▽
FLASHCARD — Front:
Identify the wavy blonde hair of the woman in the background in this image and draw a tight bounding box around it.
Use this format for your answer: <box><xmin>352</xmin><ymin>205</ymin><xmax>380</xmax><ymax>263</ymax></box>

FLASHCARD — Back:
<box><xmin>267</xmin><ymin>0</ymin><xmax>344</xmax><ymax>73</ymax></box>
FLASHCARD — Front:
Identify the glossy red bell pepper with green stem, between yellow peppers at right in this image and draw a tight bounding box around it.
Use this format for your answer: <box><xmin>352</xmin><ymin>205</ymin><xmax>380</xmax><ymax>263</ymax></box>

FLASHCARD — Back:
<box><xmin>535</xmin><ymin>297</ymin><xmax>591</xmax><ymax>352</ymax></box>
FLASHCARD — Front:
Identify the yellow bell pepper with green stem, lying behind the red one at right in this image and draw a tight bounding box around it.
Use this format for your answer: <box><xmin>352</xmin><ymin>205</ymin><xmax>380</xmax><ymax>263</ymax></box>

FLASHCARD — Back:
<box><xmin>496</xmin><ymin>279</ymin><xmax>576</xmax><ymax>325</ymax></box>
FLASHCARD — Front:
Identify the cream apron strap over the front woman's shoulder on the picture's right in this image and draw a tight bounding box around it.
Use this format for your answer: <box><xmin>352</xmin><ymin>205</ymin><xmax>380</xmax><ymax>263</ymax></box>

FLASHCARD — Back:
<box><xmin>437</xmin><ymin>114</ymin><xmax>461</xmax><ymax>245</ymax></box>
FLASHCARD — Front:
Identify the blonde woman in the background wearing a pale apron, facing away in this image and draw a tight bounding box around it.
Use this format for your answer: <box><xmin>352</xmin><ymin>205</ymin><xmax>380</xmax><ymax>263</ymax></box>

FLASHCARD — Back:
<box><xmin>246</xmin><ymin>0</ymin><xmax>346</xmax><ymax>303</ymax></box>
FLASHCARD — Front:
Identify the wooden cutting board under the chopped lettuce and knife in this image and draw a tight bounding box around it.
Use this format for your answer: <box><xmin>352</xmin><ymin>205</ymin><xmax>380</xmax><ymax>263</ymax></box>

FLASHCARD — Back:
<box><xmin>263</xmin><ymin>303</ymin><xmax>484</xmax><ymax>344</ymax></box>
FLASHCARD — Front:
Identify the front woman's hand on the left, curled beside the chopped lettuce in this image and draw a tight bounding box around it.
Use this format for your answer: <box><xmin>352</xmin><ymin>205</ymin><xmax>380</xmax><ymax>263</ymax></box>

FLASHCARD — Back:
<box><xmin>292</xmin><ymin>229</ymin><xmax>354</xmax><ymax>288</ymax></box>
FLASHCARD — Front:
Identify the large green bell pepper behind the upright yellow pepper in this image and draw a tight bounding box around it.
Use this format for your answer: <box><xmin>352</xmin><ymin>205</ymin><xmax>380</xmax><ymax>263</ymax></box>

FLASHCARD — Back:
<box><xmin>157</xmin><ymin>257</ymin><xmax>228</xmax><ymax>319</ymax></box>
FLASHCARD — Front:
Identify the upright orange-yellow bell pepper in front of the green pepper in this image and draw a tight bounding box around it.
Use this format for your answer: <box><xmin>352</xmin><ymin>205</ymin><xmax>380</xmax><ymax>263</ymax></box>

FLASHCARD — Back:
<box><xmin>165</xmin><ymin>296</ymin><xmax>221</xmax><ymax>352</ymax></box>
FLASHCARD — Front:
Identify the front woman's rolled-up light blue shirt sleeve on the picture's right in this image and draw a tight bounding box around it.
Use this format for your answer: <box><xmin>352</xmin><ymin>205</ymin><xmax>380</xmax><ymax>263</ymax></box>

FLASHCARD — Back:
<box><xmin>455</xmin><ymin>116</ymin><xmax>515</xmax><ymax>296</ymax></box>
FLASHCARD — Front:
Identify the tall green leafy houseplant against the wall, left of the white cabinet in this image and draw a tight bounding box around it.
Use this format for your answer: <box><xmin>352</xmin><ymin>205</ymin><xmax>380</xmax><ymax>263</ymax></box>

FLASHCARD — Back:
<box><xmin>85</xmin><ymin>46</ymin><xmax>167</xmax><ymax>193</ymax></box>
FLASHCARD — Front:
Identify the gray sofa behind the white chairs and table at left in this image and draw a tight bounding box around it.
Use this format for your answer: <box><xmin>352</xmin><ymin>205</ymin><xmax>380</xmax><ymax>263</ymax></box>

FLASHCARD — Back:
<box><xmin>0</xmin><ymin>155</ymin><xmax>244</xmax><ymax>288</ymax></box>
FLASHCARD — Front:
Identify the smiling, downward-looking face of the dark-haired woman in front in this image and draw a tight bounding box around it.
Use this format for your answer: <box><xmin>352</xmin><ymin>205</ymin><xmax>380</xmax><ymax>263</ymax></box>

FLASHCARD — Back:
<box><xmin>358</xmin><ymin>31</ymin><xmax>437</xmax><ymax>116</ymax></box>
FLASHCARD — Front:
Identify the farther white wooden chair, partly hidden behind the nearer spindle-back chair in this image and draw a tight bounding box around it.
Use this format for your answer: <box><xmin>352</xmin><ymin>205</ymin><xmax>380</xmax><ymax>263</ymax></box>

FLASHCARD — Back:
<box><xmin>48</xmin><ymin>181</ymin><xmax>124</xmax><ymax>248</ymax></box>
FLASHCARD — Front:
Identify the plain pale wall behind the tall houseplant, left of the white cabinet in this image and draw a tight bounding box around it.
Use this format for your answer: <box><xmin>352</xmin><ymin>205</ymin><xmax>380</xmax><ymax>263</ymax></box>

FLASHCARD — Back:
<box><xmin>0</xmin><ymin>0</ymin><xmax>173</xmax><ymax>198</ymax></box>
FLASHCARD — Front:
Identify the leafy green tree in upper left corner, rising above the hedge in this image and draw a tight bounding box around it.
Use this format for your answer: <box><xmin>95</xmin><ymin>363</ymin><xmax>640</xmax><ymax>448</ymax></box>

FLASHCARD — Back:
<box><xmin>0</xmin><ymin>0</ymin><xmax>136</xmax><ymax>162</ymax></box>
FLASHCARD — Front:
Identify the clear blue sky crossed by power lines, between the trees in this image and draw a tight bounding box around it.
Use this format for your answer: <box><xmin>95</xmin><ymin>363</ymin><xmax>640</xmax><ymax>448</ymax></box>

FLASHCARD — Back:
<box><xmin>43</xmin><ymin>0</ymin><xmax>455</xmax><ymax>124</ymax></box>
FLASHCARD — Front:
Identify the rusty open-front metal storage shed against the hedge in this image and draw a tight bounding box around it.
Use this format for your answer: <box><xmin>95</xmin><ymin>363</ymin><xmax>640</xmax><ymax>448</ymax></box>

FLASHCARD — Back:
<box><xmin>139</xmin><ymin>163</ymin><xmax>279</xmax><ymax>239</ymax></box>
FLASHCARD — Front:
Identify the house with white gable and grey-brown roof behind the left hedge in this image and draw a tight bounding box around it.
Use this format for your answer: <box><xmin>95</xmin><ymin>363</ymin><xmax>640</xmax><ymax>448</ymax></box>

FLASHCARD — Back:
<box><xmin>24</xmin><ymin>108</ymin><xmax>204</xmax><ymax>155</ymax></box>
△
[ASSIGNMENT]: The records need to be copied exactly, with no line left out.

[EXERCISE RESULT]:
FLASHCARD — Front:
Identify the wavy blonde hair of the woman in the background in this image and draw a tight bounding box around it.
Use this format for your answer: <box><xmin>352</xmin><ymin>205</ymin><xmax>380</xmax><ymax>263</ymax></box>

FLASHCARD — Back:
<box><xmin>267</xmin><ymin>0</ymin><xmax>344</xmax><ymax>73</ymax></box>
FLASHCARD — Front:
Identify the glossy red bell pepper with green stem, between yellow peppers at right in this image and draw a tight bounding box around it.
Use this format for your answer: <box><xmin>352</xmin><ymin>205</ymin><xmax>380</xmax><ymax>263</ymax></box>

FLASHCARD — Back:
<box><xmin>535</xmin><ymin>297</ymin><xmax>591</xmax><ymax>352</ymax></box>
FLASHCARD — Front:
Identify the yellow bell pepper with green stem, lying behind the red one at right in this image and draw a tight bounding box around it.
Use this format for your answer: <box><xmin>352</xmin><ymin>205</ymin><xmax>380</xmax><ymax>263</ymax></box>

FLASHCARD — Back:
<box><xmin>496</xmin><ymin>279</ymin><xmax>576</xmax><ymax>325</ymax></box>
FLASHCARD — Front:
Identify the cream apron strap over the front woman's shoulder on the picture's right in this image and draw a tight bounding box around it.
Use this format for your answer: <box><xmin>352</xmin><ymin>205</ymin><xmax>380</xmax><ymax>263</ymax></box>

FLASHCARD — Back:
<box><xmin>437</xmin><ymin>114</ymin><xmax>461</xmax><ymax>245</ymax></box>
FLASHCARD — Front:
Identify the blonde woman in the background wearing a pale apron, facing away in this image and draw a tight bounding box around it.
Use this format for your answer: <box><xmin>352</xmin><ymin>205</ymin><xmax>380</xmax><ymax>263</ymax></box>

FLASHCARD — Back:
<box><xmin>246</xmin><ymin>0</ymin><xmax>346</xmax><ymax>303</ymax></box>
FLASHCARD — Front:
Identify the wooden cutting board under the chopped lettuce and knife in this image and draw a tight bounding box around it.
Use this format for your answer: <box><xmin>352</xmin><ymin>205</ymin><xmax>380</xmax><ymax>263</ymax></box>

FLASHCARD — Back:
<box><xmin>263</xmin><ymin>303</ymin><xmax>484</xmax><ymax>344</ymax></box>
FLASHCARD — Front:
Identify the front woman's hand on the left, curled beside the chopped lettuce in this image and draw a tight bounding box around it.
Use this format for your answer: <box><xmin>352</xmin><ymin>205</ymin><xmax>380</xmax><ymax>263</ymax></box>

FLASHCARD — Back:
<box><xmin>292</xmin><ymin>229</ymin><xmax>354</xmax><ymax>288</ymax></box>
FLASHCARD — Front:
Identify the large green bell pepper behind the upright yellow pepper in this image and draw a tight bounding box around it.
Use this format for your answer: <box><xmin>352</xmin><ymin>205</ymin><xmax>380</xmax><ymax>263</ymax></box>

FLASHCARD — Back:
<box><xmin>157</xmin><ymin>257</ymin><xmax>228</xmax><ymax>319</ymax></box>
FLASHCARD — Front:
Identify the upright orange-yellow bell pepper in front of the green pepper in this image and draw a tight bounding box around it.
Use this format for your answer: <box><xmin>352</xmin><ymin>205</ymin><xmax>380</xmax><ymax>263</ymax></box>

FLASHCARD — Back:
<box><xmin>165</xmin><ymin>296</ymin><xmax>221</xmax><ymax>352</ymax></box>
FLASHCARD — Front:
Identify the front woman's rolled-up light blue shirt sleeve on the picture's right in this image and draw a tight bounding box around it.
Use this format for your answer: <box><xmin>352</xmin><ymin>205</ymin><xmax>380</xmax><ymax>263</ymax></box>

FLASHCARD — Back:
<box><xmin>455</xmin><ymin>116</ymin><xmax>515</xmax><ymax>296</ymax></box>
FLASHCARD — Front:
Identify the tall green leafy houseplant against the wall, left of the white cabinet in this image and draw a tight bounding box around it.
Use this format for your answer: <box><xmin>352</xmin><ymin>205</ymin><xmax>380</xmax><ymax>263</ymax></box>

FLASHCARD — Back:
<box><xmin>85</xmin><ymin>46</ymin><xmax>167</xmax><ymax>193</ymax></box>
FLASHCARD — Front:
Identify the gray sofa behind the white chairs and table at left in this image and draw a tight bounding box around it.
Use this format for your answer: <box><xmin>352</xmin><ymin>205</ymin><xmax>380</xmax><ymax>263</ymax></box>

FLASHCARD — Back:
<box><xmin>0</xmin><ymin>155</ymin><xmax>244</xmax><ymax>288</ymax></box>
FLASHCARD — Front:
Identify the smiling, downward-looking face of the dark-haired woman in front in this image and draw a tight bounding box around it.
Use this format for your answer: <box><xmin>352</xmin><ymin>205</ymin><xmax>380</xmax><ymax>263</ymax></box>

FLASHCARD — Back:
<box><xmin>358</xmin><ymin>31</ymin><xmax>437</xmax><ymax>116</ymax></box>
FLASHCARD — Front:
Identify the farther white wooden chair, partly hidden behind the nearer spindle-back chair in this image and draw a tight bounding box around it.
Use this format for your answer: <box><xmin>352</xmin><ymin>205</ymin><xmax>380</xmax><ymax>263</ymax></box>

FLASHCARD — Back:
<box><xmin>48</xmin><ymin>181</ymin><xmax>124</xmax><ymax>248</ymax></box>
FLASHCARD — Front:
Identify the plain pale wall behind the tall houseplant, left of the white cabinet in this image and draw a tight bounding box around it.
Use this format for your answer: <box><xmin>352</xmin><ymin>205</ymin><xmax>380</xmax><ymax>263</ymax></box>

FLASHCARD — Back:
<box><xmin>0</xmin><ymin>0</ymin><xmax>173</xmax><ymax>198</ymax></box>
FLASHCARD — Front:
Identify the leafy green tree in upper left corner, rising above the hedge in this image and draw a tight bounding box around it.
Use this format for your answer: <box><xmin>95</xmin><ymin>363</ymin><xmax>640</xmax><ymax>448</ymax></box>

FLASHCARD — Back:
<box><xmin>0</xmin><ymin>0</ymin><xmax>136</xmax><ymax>162</ymax></box>
FLASHCARD — Front:
Identify the clear blue sky crossed by power lines, between the trees in this image and draw a tight bounding box around it.
Use this format for your answer: <box><xmin>95</xmin><ymin>363</ymin><xmax>640</xmax><ymax>448</ymax></box>

FLASHCARD — Back:
<box><xmin>43</xmin><ymin>0</ymin><xmax>455</xmax><ymax>124</ymax></box>
FLASHCARD — Front:
Identify the rusty open-front metal storage shed against the hedge in this image and draw a tight bounding box around it.
Use this format for your answer: <box><xmin>95</xmin><ymin>363</ymin><xmax>640</xmax><ymax>448</ymax></box>

FLASHCARD — Back:
<box><xmin>139</xmin><ymin>163</ymin><xmax>279</xmax><ymax>239</ymax></box>
FLASHCARD — Front:
Identify the house with white gable and grey-brown roof behind the left hedge in this image and draw a tight bounding box around it.
Use this format for your answer: <box><xmin>95</xmin><ymin>363</ymin><xmax>640</xmax><ymax>448</ymax></box>

FLASHCARD — Back:
<box><xmin>24</xmin><ymin>108</ymin><xmax>204</xmax><ymax>155</ymax></box>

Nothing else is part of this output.